Como ser contrário às tentativas de um país de saber mais sobre seu passado, algo que tem começado no Brasil, apesar dos inúmeros percalços, a partir das comissões nacionais, estaduais e municipais da verdade? Como é possível se opor a esta iniciativa, sob o falacioso argumento de uma “revanche” de setores de esquerda que teriam sido derrotados durante a ditadura militar que infelicitou este país durante 21 anos? A não ser que seja parte ameaçada, ao menos em termos, pelas revelações, fica difícil explicar por que alguém se opõe a que nós, brasileiros, tenhamos acesso ao conhecimento de detalhes de nossa história que, mesmo após mais de 25 anos do fim da ditadura, permanecem obscuros. Quem poderia se sentir ameaçado pela verdade?

══════════

[INSTRUÇÃO ESCRITA] Transcreva o trecho do texto sobre as comissões da verdade desde "Como ser contrário" até "ameaçado pela verdade?", inclusive. O material seguinte é independente do texto acima.

[MATERIAL FORNECIDO]

══════════

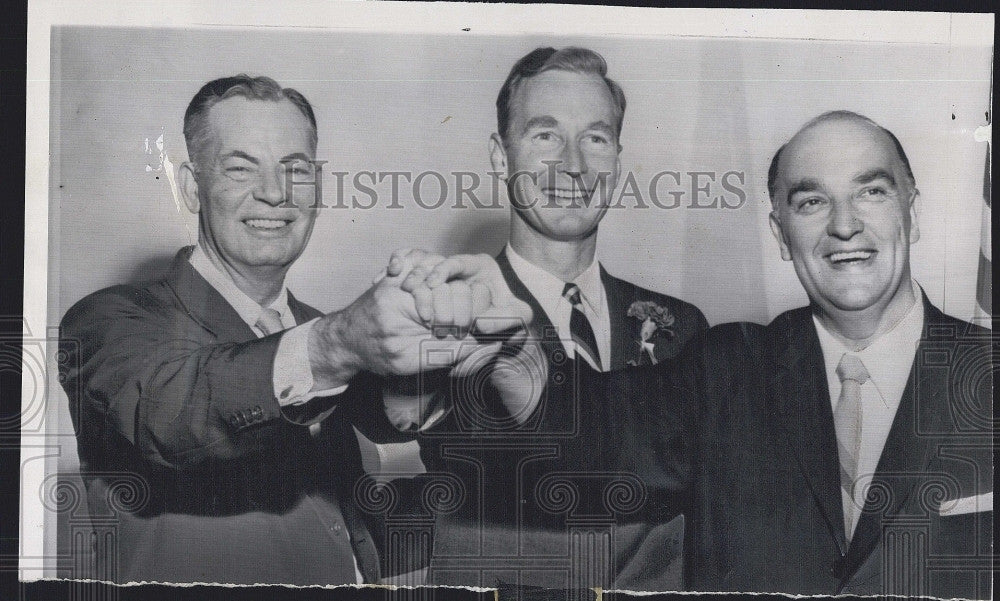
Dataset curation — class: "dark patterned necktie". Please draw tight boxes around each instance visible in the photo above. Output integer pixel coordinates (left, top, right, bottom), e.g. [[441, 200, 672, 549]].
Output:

══════════

[EM RESPOSTA]
Como ser contrário às tentativas de um país de saber mais sobre seu passado, algo que tem começado no Brasil, apesar dos inúmeros percalços, a partir das comissões nacionais, estaduais e municipais da verdade? Como é possível se opor a esta iniciativa, sob o falacioso argumento de uma “revanche” de setores de esquerda que teriam sido derrotados durante a ditadura militar que infelicitou este país durante 21 anos? A não ser que seja parte ameaçada, ao menos em termos, pelas revelações, fica difícil explicar por que alguém se opõe a que nós, brasileiros, tenhamos acesso ao conhecimento de detalhes de nossa história que, mesmo após mais de 25 anos do fim da ditadura, permanecem obscuros. Quem poderia se sentir ameaçado pela verdade?